I would say on about 50% percent of occasions when I change a bulb in this country, this simple operation goes horribly wrong and leaves me standing on a chair with a pair of pliers in danger of electrocution trying to extract something from something else that shouldn't be locked together. Truly, light bulbs and the fittings in this country are bloody awful. In all my previous years of changing bulbs I had never once had any difficulty with the act. Here, I feel grateful if it goes smoothly. Now some of the fittings and even possibly one or two of the bulbs probably predate 1989, but even the ones which I know to be new tend to suffer from the same problem. It's really, really crap. I bet most people in this country don't even know that it should be a simple task every time, hence the lack of protest movements and people out on the street with banners reading "Forget Graft, Start by Fixing the Sodding Lightbulbs" or "Hai Romania, Hai Lightbulbs"

Friday, September 26, 2008

Aj em fajn tenks

The title to this post was taken from Bogi's school notebook (or copybook as it seems to be called). She is, you see, now learning English at school - being in the third grade - I think Romanian speaking children start learning English in the first grade, but those for whom Romanian is a second language start their language learning with Romanian (for obvious reasons) and add in English as a third language when they hit 9 years old.

Now, obviously this is a bit of a waste of time for her, since she speaks English - not perfectly, and she's not that good at writing it, since she learned it from conversing with me, and more recently reading books in it - but she definitely speaks it (and while her Romanian is coming along well, her English is much better). So, because there are no real options at that age, she has to sit in an English lesson for two hours a week which is way below her. But this is fine, and while I think she finds it a bit boring, it's not the end of the world.

But yesterday evening we were enjoying the things that she has had to write down as a student in this class. The teacher obviously takes English expressions and attempts to "translate" them phonetically into Hungarian so that the kids can read them and say them. Except that this doesn't really work very well, because many English sounds don't really exist in Hungarian (and vice versa). Aj em fajn tenks is a good example. (In case you haven't worked out what it says yet, it's the standard response to How are you?) Phoneticaly translating it back into English gives us something like "Oy em foin tenks". Now, Bogi assures us that she didn't put any accents on the A in Aj or fajn, which would have at least rendered those long I sounds fairly reasonably. Áj em fájn tenks would at least have been close-ish to I em fine tenks. But that still leaves the problem of what to do with the short A and the th. You see you can't come up with Hungarian phonetic spelling of either of them, because there isn't one. A short e in Hungarian sounds like a short e in English, not like a short a. A t in Hungarian sounds like a t in English, and nothing at all like a th. So, these children are being taught some fairly deeply flawed pronunciation from the get-go, which is not really a successful way of doing it, in my opinion. The e/a thing is probably something that we can all live with, but the t/th thing, and even more amusingly the v/w thing (the number one in Bogi's book is rendered as van) will I suspect stick with them for ever, and they may never actually be able to pronounce these things well.

| GIVEN RECORDS |
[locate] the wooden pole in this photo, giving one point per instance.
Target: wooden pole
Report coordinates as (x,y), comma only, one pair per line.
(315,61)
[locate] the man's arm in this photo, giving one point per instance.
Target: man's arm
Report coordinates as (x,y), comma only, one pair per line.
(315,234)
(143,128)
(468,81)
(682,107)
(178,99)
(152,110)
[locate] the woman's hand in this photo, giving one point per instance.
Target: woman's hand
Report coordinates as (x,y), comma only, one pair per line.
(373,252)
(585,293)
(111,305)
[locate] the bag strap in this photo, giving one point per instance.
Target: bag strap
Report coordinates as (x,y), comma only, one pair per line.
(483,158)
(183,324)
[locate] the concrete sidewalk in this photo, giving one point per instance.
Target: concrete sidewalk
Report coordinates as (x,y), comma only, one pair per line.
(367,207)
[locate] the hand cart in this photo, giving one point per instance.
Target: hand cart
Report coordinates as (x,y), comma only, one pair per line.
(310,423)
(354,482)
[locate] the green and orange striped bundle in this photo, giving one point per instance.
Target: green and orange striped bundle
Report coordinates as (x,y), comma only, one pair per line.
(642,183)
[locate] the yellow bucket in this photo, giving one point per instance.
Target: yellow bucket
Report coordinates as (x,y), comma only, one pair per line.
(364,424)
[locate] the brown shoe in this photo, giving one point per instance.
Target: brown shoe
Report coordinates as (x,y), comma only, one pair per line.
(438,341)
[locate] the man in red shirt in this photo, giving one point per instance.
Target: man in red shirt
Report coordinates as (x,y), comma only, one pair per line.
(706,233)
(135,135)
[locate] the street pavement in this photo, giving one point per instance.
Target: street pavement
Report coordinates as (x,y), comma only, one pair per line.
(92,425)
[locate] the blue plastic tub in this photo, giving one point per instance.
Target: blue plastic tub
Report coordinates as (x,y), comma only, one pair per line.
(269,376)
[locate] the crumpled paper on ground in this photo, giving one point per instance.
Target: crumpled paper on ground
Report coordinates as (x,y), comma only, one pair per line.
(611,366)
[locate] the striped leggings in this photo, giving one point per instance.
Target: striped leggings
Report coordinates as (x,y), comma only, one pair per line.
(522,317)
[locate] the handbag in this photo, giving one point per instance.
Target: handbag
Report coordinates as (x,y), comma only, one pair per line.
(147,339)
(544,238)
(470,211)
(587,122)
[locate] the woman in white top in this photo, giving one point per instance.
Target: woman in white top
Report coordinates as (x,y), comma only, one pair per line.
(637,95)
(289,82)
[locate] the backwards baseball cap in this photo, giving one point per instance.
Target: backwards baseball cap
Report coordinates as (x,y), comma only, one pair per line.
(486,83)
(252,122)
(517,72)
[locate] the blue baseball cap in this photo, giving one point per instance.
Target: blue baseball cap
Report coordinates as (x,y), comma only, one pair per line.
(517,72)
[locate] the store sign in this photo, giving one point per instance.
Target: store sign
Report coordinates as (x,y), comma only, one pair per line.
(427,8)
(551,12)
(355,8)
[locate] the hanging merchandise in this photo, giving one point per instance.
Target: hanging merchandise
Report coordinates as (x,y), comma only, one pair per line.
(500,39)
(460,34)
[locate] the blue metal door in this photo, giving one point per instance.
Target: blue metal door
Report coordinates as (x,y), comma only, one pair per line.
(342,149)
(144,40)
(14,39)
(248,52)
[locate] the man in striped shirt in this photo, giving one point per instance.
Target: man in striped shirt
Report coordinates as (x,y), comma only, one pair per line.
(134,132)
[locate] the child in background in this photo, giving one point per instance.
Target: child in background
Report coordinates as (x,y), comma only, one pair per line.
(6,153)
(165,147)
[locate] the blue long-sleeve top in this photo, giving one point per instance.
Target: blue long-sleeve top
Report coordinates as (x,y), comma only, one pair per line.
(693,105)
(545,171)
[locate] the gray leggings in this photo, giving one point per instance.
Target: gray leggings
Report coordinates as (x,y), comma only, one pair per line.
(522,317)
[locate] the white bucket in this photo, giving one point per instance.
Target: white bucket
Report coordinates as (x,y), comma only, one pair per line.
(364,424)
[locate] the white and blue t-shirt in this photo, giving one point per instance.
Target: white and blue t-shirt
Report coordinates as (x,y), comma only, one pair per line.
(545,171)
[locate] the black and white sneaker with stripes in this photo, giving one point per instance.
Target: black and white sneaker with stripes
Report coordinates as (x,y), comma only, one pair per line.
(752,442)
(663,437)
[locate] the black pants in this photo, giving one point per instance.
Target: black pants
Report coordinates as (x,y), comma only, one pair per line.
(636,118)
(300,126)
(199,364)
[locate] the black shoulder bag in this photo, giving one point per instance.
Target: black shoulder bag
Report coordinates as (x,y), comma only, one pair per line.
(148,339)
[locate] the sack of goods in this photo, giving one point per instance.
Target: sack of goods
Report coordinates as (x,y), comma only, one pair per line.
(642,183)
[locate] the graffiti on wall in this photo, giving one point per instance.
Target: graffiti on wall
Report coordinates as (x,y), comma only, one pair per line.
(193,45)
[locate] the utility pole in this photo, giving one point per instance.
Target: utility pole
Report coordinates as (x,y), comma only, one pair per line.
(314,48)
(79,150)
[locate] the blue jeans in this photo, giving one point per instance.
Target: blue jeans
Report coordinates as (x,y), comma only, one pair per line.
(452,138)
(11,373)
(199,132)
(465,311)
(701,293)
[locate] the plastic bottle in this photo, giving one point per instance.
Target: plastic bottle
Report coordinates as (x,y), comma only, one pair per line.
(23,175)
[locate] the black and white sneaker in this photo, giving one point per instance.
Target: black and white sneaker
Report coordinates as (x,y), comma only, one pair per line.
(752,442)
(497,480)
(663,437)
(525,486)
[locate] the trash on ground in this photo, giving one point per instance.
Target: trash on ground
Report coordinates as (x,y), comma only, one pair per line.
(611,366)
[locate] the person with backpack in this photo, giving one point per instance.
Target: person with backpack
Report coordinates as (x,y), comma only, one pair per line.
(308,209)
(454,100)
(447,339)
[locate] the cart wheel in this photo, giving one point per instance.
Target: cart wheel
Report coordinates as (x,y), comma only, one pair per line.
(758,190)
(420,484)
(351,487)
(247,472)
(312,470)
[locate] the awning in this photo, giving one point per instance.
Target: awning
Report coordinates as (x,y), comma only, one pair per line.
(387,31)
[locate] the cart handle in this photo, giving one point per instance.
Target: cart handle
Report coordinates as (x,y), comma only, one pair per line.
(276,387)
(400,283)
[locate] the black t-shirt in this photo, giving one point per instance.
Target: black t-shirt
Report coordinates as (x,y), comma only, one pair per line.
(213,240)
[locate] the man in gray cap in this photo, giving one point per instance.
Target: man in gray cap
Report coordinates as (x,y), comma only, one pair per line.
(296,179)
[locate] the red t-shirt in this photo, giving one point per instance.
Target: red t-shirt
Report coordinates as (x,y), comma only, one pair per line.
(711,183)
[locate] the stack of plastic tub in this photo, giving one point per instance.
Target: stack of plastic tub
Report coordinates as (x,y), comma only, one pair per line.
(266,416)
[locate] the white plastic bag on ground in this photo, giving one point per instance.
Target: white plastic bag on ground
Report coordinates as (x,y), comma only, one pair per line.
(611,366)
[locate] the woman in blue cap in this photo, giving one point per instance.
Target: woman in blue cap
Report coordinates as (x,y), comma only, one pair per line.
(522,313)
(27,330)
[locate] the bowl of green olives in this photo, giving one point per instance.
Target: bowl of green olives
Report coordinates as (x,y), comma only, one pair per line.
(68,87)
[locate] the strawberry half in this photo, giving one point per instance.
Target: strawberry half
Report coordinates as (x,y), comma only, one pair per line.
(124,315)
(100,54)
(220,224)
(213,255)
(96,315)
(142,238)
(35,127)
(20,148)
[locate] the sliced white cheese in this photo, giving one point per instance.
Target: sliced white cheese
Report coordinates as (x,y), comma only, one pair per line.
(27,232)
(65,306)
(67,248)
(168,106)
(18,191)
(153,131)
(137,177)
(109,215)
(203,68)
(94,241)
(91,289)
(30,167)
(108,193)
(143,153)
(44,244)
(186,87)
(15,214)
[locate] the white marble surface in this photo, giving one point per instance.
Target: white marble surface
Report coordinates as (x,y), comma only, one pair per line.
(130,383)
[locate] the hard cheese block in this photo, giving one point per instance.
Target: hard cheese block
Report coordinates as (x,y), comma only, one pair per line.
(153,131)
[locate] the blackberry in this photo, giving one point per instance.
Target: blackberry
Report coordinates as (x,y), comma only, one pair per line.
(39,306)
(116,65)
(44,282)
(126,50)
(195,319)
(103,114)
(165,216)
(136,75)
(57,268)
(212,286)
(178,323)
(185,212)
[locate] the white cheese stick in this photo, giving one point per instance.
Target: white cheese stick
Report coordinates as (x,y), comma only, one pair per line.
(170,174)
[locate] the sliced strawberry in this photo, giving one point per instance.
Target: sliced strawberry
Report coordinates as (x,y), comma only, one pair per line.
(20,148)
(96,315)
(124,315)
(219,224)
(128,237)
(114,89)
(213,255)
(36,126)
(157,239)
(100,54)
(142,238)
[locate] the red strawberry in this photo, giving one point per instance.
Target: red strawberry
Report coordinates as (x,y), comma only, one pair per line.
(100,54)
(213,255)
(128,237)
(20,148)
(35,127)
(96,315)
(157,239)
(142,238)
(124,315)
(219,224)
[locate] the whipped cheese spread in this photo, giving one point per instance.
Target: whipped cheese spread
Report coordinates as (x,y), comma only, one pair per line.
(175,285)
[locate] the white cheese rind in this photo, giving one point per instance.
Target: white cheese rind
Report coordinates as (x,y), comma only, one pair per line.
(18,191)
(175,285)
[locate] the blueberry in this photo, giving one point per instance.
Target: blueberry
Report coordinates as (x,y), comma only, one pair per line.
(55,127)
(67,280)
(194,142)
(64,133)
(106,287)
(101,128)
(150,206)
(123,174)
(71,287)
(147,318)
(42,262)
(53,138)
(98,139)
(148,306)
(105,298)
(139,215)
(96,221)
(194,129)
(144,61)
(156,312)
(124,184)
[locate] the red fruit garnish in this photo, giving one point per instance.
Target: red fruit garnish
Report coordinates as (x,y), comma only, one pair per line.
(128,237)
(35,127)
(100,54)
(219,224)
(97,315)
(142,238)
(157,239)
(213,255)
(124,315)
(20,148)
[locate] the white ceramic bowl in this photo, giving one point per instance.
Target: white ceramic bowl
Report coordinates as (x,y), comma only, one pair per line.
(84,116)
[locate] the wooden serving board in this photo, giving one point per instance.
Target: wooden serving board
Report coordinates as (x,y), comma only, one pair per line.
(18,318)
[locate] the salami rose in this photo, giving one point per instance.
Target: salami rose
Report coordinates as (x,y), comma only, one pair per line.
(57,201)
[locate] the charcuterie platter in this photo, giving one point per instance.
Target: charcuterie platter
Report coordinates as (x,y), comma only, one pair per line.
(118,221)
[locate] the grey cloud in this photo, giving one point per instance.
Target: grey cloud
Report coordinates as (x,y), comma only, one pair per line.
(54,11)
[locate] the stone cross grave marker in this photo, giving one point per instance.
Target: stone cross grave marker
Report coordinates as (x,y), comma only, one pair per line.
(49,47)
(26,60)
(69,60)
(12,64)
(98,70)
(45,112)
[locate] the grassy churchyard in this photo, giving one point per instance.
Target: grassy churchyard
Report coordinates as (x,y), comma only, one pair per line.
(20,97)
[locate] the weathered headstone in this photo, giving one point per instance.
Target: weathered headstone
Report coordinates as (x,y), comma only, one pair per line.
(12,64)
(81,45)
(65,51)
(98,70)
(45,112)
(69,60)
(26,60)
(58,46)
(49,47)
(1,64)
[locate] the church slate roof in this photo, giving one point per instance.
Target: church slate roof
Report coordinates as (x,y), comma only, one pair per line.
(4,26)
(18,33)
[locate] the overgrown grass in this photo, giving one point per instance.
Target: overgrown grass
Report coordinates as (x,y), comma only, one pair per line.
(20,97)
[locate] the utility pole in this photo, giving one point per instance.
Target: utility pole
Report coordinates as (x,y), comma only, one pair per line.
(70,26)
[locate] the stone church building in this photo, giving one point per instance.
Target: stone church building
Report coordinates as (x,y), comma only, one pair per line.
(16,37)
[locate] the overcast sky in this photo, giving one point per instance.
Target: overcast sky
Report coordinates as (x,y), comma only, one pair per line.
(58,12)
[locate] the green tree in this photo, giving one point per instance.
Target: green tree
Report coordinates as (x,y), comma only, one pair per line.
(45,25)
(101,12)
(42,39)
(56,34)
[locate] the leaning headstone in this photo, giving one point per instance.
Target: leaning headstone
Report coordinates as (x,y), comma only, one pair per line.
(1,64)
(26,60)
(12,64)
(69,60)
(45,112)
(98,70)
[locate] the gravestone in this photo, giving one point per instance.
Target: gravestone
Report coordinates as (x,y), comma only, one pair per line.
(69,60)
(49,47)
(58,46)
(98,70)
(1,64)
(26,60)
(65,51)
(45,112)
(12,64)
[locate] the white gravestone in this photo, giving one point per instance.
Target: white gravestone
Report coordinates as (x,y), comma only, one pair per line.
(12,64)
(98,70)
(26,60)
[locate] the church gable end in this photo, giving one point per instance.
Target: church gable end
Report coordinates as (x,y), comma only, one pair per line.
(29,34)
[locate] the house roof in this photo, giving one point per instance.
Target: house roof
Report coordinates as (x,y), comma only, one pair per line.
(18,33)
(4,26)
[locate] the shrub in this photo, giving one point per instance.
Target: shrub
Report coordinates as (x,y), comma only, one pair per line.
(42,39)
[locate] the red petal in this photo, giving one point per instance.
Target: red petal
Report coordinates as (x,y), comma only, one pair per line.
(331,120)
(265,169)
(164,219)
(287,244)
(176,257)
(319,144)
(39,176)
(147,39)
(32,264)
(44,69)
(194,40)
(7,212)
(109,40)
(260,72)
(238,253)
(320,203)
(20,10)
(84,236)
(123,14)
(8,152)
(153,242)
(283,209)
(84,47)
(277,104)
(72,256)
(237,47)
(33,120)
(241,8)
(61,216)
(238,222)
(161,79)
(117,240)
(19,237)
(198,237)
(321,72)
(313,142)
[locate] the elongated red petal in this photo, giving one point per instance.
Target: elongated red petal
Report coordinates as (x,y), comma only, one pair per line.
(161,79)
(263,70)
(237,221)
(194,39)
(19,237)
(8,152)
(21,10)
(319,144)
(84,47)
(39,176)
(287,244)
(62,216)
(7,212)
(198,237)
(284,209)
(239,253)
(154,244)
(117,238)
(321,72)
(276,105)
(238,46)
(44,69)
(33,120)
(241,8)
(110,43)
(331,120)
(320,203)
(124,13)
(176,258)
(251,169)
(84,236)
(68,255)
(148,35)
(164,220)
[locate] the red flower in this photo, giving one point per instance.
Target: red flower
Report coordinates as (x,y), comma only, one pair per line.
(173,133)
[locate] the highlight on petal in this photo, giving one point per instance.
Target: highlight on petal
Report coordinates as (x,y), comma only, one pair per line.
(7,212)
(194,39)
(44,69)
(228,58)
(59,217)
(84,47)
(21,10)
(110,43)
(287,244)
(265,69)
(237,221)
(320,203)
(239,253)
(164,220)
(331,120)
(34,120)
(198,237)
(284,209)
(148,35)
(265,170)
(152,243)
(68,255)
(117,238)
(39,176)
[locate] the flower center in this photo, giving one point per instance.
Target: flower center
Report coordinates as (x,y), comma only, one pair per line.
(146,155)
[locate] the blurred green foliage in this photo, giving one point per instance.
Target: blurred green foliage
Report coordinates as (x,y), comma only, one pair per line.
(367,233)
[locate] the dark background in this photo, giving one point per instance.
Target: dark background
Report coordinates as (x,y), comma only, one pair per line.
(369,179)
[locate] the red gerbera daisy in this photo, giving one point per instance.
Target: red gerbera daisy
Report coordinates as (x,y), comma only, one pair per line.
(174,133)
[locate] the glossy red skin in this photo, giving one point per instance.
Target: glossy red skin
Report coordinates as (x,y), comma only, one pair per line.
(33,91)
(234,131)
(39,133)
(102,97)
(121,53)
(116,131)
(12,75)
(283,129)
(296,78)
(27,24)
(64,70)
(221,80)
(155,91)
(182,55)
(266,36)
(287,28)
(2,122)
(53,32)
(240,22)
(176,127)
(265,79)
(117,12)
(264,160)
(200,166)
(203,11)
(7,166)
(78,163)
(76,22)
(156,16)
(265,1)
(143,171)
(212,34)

| TASK INSTRUCTIONS |
• 1. Please count the lines in the records that contain the string "yellow", treating case as significant, and give only the number.
• 2. Continue the blog excerpt about Bogi's English lessons from its final sentence.
The blog excerpt and the records have nothing to do with each other.

| ANSWER SET |
• 1. 2

• 2.
Now I don't think that all people ought to pronounce things in some standard RP form (for a start you'd have to work out what the standard was), but there are certain sounds that really need to be used to make sense in the language (Some Hungarian sounds are difficult for me, but i'd rather attempt to say them as they should be said, than make up some anglicised version) And Bogi can pronounce th and w perfectly well, so it's clearly not beyond the capacity of a 9 year old to deal with unfamiliar sounds (and in fact, arguably, this is the best time for them to have to do it).

Anyway, it gave us all a laugh when we read through them and it promises to make English classes all the more fun for seeing what odd ways of rendering English the teacher will come up with next. And if you ever wonder why Hungarian speakers respond to your How are you? with Oi em foin tenks, it's not because they learned their English from the Irish community of Birmingham.

Thursday, September 25, 2008

The Curious Case of (The Football Team From) Timisioara

Over the last few years a very strange story has been played out as regards the main football team in Timisoara. I'd give you their name, but it's all a bit confused and confusing. They are currently playing under the name FC Timisoara, but half of the problem surrounds the name, so it may not be that for much longer. But rather than be cryptic, let me try and sum it up/explain it as best I can (and given that there are bits of the story that confuse me too, that may not be that well).

A football team called Politechnica Timisoara were founded in 1921 and over the years they had a reasonably successful history, winning the Romanian cup on a couple of occasions, playing in Europe and winning games against Celtic and Atletico Madrid amongst others. In the 90s, like all Romanian football teams they ceased to be a nationalised entity and entered the marketplace. No longer linked with the Polytechnic itself, they retained the name (just as the other clubs did - CFR Cluj are not actually owned by the state railway company for example).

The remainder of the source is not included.